----- Исходный текст -----

Пимен умер в мае 1990 года. С его преемником Алексием мы встретились всего за несколько недель до нашего отъезда из Москвы в 1992 году, когда он все еще сиял от счастья, впервые отслужив пасхальную литургию в некоммунистической России. Это был красивый мужчина, физически подтянутый, величественный, но без помпезности, с четками, намотанными на его пухлую левую руку. Как и большинство его собратьев, православных церковников, он был глубоко консервативен. Его возмущало то, как другие христианские церкви пользуются слабостью России, чтобы заниматься прозелитизмом – пропагандой своих взглядов. Годы преследований и антирелигиозной пропаганды, сетовал он, привели к тому, что простые люди не ощущали большой преданности своей собственной церкви. Они легко подпадали под влияние чуждых идей. «Иностранное ведомство Ватикана», по его мнению, обращалось с Россией так, как если бы это была языческая страна, не обладающая христианской традицией и созревшая для обращения в католичество. Этот кошмар подогревался некоторыми крайними высказываниями папы поляка относительно восстановления христианского единства под эгидой Римской церкви. Секты евангелистов из Америки, жаловался он, пытаются подкупать православных обещаниями гуманитарной помощи в обмен на переход в их веру. Кришнаиты, астрологи, ясновидящие, шабаши ведьм – все это процветает.
Алексий был весьма красноречив в изобличении преступлений прежнего режима – расстрелов, коллективизации, искусственно вызванных вспышек голода, от которых погибли миллионы. Его тревожила репутация, которую стяжала себе Церковь своим сотрудничеством с КГБ, и он создал специальную комиссию молодых епископов для расследования этого вопроса.

----- Фрагмент данных -----

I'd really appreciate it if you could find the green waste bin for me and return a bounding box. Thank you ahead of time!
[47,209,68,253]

-----

# Задания для выполнения
1) Продублируйте фрагмент исходного текста между словами «Алексий был весьма» и «расследования этого вопроса.» включительно.
2) Какую комиссию создал Алексий согласно исходному тексту и с какой целью?
3) Продолжите текст об Алексии, преемнике Пимена, начиная сразу после его последнего предложения.

# Ответы
1)
Алексий был весьма красноречив в изобличении преступлений прежнего режима – расстрелов, коллективизации, искусственно вызванных вспышек голода, от которых погибли миллионы. Его тревожила репутация, которую стяжала себе Церковь своим сотрудничеством с КГБ, и он создал специальную комиссию молодых епископов для расследования этого вопроса.

2) Специальную комиссию молодых епископов для расследования сотрудничества Церкви с КГБ.

3)
Однако почувствовать себя вполне убежденным было трудно. Реакционное крыло православной Церкви еще задолго до Октябрьской революции было связано с самыми грубыми формами антисемитизма. Некоторые из епископов Алексия и теперь еще позволяли себе выступать с крайне оскорбительными заявлениями. Но кое-что лежало еще глубже, на самом дне. Те, кто убил либерального священника, отца Меня, так и не были пойманы, но либералы подозревали, что убийцы действовали или по указке КГБ, или по наущению крайних националистов-антисемитов в самой церкви, а быть может, и тех и других.
Однако Алексий, не дожидаясь никаких вопросов, заверил меня в том, что Церковь не настроена антисемитски. Он был активным противником всякой дискриминации или погромов, направленных против евреев, с которыми Церковь объединяют общие пророки и Ветхий Завет. Довольно неубедительно он утверждал, что Церковь совершенно не претендует на восстановление той роли и того престижа, какими она пользовалась до революции.
Радикальные священники возмущались попытками Алексия отмахнуться от своего прошлого. Они считали, что он всю жизнь был агентом КГБ. Разумеется, в советское время никто не мог сделать карьеры ни в Церкви, ни вне ее, по крайней мере, без молчаливого согласия «органов».
Алексий отвечал, что, только приняв на себя грех коллаборационизма, он мог содействовать сохранению Церкви. Не кто иной, как Алексий, осудил в январе 1991 года расстрелы в Вильнюсе. Не кто иной, как Алексий, предостерег против кровопролития во время попытки путча в августе 1991 года. И не кто иной, как Алексий, впоследствии был посредником между Ельциным и российским парламентом накануне кровавого столкновения в октябре 1993 года.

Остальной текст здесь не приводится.